- **Task directions**: In the request flow page below, which file holds the definition of the hooks.on_rest_request() Lua function?

- **Extract to read**:
┌──

Skip to content
This repository has been archived by the owner on Apr 16, 2022. It is now read-only.

HTTP Request Flow

Ruslan Talpa edited this page Aug 28, 2018 · 5 revisions

!!! This documentation is outdated. New version here.

Rquest Flow

OpenResty

The first component in that stack that an HTTP request reaches is OpenResty (Nginx + Lua). The main job of OpenResty is to route requests and give you the possibility to alter the shape of the request (and response on the way back) while it's in flight between the browser and PostgREST. Within Openresty, the request flows through a few subcomponents, don't worry, all of this happens in memory and is very efficient.

Assuming the request is an API call, it first reaches the /rest location. The only thing this subcomponent does is to set the CORS headers if needed and then route the request to /internal/rest.

This is, however, the place where you would place additional custom configuration like rate limiting, access control and other checks you want to run before the request is sent for processing. You can do that by adding the custom configuration in a new file that is placed in openresty/nginx/conf/includes/http/server/locations/rest/ directory.

Once request passes the first location, it ends up in /internal/rest. This is where the most work inside OpenResty happens. On the way to the database, withing this location we make a call to hooks.on_rest_request() Lua function.

You can find it's definition in openresty/lualib/user_code/hooks.lua and it's being called in openresty/lualib/user_code/internal_rest_rewrite_phase.lua. You can use this hook to execute complex logic against the current request.

For example you can check that a particular endpoint is called only by authenticated users (instead of letting it reach the database in anonymous state and waste a few CPU cycles) or you can make sure that you accept delete/update calls only to single rows using the primary key (because by default PostgREST allows you to delete multiple/all rows in a table). You can even call external systems or run queries against your DB if you need to.

└──

- **Data excerpts**:
┌──

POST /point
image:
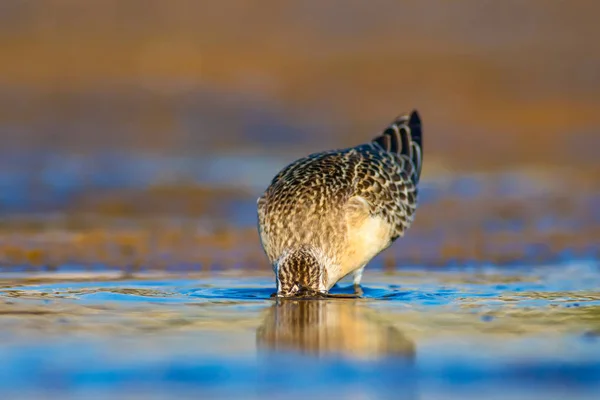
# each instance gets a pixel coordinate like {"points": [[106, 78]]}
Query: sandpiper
{"points": [[325, 216]]}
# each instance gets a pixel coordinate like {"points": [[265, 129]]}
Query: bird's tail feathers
{"points": [[404, 136]]}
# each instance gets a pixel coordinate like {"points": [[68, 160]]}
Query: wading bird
{"points": [[325, 216]]}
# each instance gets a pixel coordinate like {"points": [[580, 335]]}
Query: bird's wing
{"points": [[387, 173]]}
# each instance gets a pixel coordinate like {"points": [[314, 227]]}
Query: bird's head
{"points": [[299, 272]]}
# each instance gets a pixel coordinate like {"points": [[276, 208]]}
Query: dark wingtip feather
{"points": [[405, 137]]}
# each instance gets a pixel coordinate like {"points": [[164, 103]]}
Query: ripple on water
{"points": [[500, 329]]}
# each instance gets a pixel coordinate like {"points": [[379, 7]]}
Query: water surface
{"points": [[417, 333]]}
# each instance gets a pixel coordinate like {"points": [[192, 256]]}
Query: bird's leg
{"points": [[357, 278]]}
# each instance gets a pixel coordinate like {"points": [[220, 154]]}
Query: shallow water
{"points": [[526, 332]]}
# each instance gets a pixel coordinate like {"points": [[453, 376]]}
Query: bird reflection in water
{"points": [[332, 327]]}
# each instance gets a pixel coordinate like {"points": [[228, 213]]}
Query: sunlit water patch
{"points": [[416, 333]]}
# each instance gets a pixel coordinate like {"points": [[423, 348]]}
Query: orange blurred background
{"points": [[117, 113]]}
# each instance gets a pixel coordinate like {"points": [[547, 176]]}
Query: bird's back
{"points": [[348, 204]]}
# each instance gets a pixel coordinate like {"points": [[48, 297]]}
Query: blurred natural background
{"points": [[138, 133]]}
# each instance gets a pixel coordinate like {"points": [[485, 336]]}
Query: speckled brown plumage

└──

- **Exercise response**: openresty/lualib/user_code/hooks.lua